(Beginning of Document segment)
Prop: Suppose $V$ is an $n$-dimensional $K$-vector space and $\omega \in \stackrel{k}{\bigwedge }(V^{\ast })$. If $T:V\to V$ is any linear map and $v_1,\dots ,v_n$ are arbitrary vectors in $V$, then $$\omega(Tv_1,\dots, Tv_n) = (\det T) \omega(v_1,\dots, v_n). $$

The Wedge Product

Determinant Convention: Given $\omega \in \stackrel{k}{\bigwedge }(V^{\ast })$ and $\eta \in \stackrel{l}{\bigwedge }(V^{\ast })$, we define their wedge product or exterior product to be the following $(k+k)$-covector: $$\omega \wedge \eta := \frac{(k+l)!}{k!l!}\text{Alt }(\omega\otimes \eta).$$
Alt Convention: Given $\omega \in \stackrel{k}{\bigwedge }(V^{\ast })$ and $\eta \in \stackrel{l}{\bigwedge }(V^{\ast })$, we define their wedge product or exterior product to be the following $(k+k)$-covector: $$\omega \wedge \eta := \text{Alt }(\omega\otimes \eta).$$

Lemma: Let $V$ be a $n$-dimensional $K$-vector space and let $({\epsilon }^1,\dots ,{\epsilon }^n)$ be a basis for $V^{\ast }$. For any multi-indices $I=(i_1,\dots ,i_k)$ and $J=(j_1,\dots ,j_l)$, $$\varepsilon^I \wedge \varepsilon^J = \varepsilon^{IJ}, $$where $IJ:=(i_1,\dots ,i_k,j_1,\dots ,j_l)$ is obtained by concatenating $I$ and $J$. (under the determinant convention). $$\varepsilon^I \wedge \varepsilon^J =\frac{k!l!}{(k+l)!} \varepsilon^{IJ}, $$under the Alt convention.

Properties of the Wedge Product: Suppose $\omega$, ${\omega }^{\prime }$, $\eta$, ${\eta }^{\prime }$ and $\xi$ are multicovectors on a finite-dimensional $K$-vector space $V$.

• Bilinearity: For $a,b\in \mathbb{R}$, $$\begin{align*}
  (a\omega+ b\omega')\wedge \eta &= a(\omega\wedge \eta) + b(\omega' \wedge \eta), \ \eta\wedge (a\omega + b\omega') &= a(\eta \wedge \omega)+ b(\eta\wedge \omega').
  \end{align*} $$
• Associativity: $$\omega \wedge (\eta \wedge \xi) = (\omega \wedge \eta ) \wedge\xi. $$
• Anticommutativity: $$\omega \wedge\eta = (-1)^{kl}\eta\wedge\omega. $$
• If $({\epsilon }^i)$ is any basis for $V^{\ast }$ and $I=(i_1,\dots ,i_k)$ is any multi-index, then $$\varepsilon^{i_1}\wedge\dots \wedge\varepsilon^{i_k} = \varepsilon^I. $$
• For any covectors ${\omega }^1,\dots ,{\omega }^k$ and vectors $v_1,\dots ,v_k$, $$\omega^1\wedge\dots \wedge \omega^k(v_1,\dots, v_k) = \det(\omega^j(v_i)), $$under the determinant convention. We also have $$\omega^1\wedge\dots \wedge \omega^k(v_1,\dots, v_k) =\frac{1}{k!} \det(\omega^j(v_i)). $$
  Def: A $k$-covector is decomposable if it can be expressed in the form $\eta ={\omega }^1\wedge \cdots \wedge {\omega }^k$, where ${\omega }^1,\dots ,{\omega }^k$ are covectors.
(End of Document segment)
What to work on »
A. Please rewrite the paragraph of the wedge product notes that begins "Lemma: Let $V$ be a $n$-dimensional" as a short list, keeping its main facts.
B. According to the wedge product notes, what equation expresses anticommutativity of the wedge product?
C. From the wedge product notes, output the passage between "Lemma: Let $V$" and "the Alt convention.", inclusive.
(Beginning of Stored data)
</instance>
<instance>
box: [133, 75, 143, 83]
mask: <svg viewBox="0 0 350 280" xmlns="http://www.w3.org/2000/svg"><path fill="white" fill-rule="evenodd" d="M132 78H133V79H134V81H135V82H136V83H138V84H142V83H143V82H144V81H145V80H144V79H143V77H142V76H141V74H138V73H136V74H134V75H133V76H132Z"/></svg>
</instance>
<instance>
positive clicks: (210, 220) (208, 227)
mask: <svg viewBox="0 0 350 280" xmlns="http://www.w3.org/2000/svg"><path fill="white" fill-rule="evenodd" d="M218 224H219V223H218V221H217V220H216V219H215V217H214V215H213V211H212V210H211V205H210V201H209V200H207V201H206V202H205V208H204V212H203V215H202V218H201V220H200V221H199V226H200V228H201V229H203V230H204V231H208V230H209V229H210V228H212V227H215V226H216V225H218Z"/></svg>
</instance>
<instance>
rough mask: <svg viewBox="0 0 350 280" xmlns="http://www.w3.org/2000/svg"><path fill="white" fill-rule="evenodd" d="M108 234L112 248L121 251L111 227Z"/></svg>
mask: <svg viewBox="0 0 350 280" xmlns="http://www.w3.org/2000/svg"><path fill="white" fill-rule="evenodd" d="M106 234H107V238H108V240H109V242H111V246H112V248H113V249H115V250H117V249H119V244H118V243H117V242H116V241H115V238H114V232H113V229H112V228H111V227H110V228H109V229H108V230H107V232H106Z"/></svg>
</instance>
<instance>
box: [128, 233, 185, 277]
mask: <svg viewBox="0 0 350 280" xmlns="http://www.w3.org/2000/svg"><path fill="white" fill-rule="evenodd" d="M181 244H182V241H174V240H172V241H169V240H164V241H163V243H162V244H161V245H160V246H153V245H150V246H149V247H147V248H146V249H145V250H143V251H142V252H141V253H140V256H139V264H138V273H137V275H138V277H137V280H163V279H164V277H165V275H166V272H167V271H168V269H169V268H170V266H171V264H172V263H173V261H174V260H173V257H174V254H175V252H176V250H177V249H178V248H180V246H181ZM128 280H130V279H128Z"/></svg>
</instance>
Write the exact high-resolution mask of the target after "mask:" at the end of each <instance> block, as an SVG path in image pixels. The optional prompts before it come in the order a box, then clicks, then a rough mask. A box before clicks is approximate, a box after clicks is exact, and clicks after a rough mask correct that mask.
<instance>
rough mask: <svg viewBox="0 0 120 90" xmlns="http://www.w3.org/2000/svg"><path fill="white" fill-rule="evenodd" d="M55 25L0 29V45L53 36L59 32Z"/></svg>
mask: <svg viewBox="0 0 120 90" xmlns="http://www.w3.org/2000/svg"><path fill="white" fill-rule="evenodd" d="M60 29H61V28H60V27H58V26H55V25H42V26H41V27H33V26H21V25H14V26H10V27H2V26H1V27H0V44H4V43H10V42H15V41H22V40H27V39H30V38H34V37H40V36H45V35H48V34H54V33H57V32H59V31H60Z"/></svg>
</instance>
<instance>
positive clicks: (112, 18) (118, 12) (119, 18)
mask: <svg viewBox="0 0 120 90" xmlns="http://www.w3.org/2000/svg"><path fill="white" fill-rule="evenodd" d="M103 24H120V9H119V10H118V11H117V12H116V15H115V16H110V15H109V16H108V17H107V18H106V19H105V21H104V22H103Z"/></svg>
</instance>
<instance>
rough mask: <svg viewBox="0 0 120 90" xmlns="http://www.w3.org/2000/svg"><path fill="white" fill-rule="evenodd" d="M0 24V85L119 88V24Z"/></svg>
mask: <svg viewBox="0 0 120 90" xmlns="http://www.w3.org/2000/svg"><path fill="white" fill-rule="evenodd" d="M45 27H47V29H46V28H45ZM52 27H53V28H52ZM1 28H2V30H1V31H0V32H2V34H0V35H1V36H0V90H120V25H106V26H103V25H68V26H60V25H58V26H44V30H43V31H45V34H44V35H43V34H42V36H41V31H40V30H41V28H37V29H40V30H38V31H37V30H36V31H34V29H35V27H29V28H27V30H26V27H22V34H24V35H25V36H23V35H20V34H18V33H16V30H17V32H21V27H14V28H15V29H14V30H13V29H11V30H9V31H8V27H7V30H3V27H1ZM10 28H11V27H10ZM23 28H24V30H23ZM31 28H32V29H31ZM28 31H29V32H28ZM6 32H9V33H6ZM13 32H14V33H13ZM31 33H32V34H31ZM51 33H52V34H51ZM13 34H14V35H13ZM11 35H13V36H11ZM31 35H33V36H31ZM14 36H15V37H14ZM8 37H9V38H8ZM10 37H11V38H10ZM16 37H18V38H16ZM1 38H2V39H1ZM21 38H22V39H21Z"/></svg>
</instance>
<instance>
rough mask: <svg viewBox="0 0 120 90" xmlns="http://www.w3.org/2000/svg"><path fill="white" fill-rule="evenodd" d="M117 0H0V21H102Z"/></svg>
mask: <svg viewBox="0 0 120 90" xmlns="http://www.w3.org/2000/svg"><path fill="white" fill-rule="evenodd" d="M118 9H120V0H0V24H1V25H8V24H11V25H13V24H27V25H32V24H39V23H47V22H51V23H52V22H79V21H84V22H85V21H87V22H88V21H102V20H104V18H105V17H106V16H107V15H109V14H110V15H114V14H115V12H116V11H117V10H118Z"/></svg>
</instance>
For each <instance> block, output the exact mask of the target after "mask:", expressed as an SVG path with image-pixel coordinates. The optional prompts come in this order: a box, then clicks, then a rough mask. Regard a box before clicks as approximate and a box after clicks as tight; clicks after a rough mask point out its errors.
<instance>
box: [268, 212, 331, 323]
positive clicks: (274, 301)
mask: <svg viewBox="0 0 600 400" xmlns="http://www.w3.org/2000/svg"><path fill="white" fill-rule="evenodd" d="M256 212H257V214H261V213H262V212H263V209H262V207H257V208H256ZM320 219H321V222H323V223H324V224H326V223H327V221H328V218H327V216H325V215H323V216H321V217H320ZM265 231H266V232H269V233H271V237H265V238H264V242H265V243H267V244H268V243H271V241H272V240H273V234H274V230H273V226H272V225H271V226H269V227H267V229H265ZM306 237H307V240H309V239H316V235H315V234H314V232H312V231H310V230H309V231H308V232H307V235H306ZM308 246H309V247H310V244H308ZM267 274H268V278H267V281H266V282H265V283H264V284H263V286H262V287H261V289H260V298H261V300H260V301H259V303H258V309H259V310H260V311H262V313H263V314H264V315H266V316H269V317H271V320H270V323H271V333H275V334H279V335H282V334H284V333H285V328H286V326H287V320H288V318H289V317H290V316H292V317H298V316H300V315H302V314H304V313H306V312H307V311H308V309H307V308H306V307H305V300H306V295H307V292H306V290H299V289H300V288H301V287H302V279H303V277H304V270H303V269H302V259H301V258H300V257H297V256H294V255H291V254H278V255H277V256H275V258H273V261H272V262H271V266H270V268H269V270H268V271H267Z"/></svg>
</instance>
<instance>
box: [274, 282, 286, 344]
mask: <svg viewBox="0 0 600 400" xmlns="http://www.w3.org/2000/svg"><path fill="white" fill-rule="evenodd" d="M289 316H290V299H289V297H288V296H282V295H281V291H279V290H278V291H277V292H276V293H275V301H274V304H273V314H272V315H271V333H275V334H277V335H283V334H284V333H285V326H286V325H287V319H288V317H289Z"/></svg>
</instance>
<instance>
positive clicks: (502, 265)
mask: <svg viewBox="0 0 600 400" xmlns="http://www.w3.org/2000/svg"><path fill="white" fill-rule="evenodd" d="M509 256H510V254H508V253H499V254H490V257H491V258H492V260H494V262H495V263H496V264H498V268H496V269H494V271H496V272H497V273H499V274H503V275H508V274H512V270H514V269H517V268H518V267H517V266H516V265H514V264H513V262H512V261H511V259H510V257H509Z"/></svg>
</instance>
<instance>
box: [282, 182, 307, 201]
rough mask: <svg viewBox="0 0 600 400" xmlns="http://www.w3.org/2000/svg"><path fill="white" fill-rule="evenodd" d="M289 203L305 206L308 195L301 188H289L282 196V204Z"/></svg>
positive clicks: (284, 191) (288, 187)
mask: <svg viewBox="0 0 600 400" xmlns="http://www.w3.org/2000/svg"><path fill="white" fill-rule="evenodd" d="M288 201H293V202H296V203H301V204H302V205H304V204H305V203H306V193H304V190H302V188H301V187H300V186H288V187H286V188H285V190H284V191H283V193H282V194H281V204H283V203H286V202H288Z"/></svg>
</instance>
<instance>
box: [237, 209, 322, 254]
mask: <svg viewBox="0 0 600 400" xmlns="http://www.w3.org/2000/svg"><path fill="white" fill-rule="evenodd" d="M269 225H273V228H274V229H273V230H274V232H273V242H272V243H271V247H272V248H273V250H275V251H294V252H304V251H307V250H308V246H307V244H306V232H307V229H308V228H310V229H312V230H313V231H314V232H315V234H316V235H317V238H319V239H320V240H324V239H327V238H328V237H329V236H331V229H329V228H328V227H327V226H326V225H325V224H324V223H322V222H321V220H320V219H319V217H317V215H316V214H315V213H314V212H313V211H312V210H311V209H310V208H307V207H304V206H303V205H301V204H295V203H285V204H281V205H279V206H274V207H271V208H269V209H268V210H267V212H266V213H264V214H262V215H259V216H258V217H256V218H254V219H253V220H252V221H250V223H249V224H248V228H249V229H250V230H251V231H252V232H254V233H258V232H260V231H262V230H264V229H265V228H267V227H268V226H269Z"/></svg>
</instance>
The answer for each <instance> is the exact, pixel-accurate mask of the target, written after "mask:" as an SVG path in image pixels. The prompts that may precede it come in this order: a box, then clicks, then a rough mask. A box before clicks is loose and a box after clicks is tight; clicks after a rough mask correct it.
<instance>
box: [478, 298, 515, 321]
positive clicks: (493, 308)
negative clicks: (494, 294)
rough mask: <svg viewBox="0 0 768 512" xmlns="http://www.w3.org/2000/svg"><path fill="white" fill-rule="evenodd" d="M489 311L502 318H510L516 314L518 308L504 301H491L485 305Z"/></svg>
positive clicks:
(End of Stored data)
Responses to the tasks »
A.
- Setting: $V$ is an $n$-dimensional $K$-vector space, and $(\epsilon^1,\dots,\epsilon^n)$ is a basis for $V^{\ast}$.
- Multi-indices: $I=(i_1,\dots,i_k)$ and $J=(j_1,\dots,j_l)$ are any multi-indices, and $IJ=(i_1,\dots,i_k,j_1,\dots,j_l)$ is their concatenation.
- Determinant convention: $\varepsilon^I \wedge \varepsilon^J = \varepsilon^{IJ}$.
- Alt convention: $\varepsilon^I \wedge \varepsilon^J = \frac{k!l!}{(k+l)!}\varepsilon^{IJ}$.

B. $\omega \wedge \eta = (-1)^{kl}\eta \wedge \omega$.

C.
Lemma: Let $V$ be a $n$-dimensional $K$-vector space and let $({\epsilon }^1,\dots ,{\epsilon }^n)$ be a basis for $V^{\ast }$. For any multi-indices $I=(i_1,\dots ,i_k)$ and $J=(j_1,\dots ,j_l)$, $$\varepsilon^I \wedge \varepsilon^J = \varepsilon^{IJ}, $$where $IJ:=(i_1,\dots ,i_k,j_1,\dots ,j_l)$ is obtained by concatenating $I$ and $J$. (under the determinant convention). $$\varepsilon^I \wedge \varepsilon^J =\frac{k!l!}{(k+l)!} \varepsilon^{IJ}, $$under the Alt convention.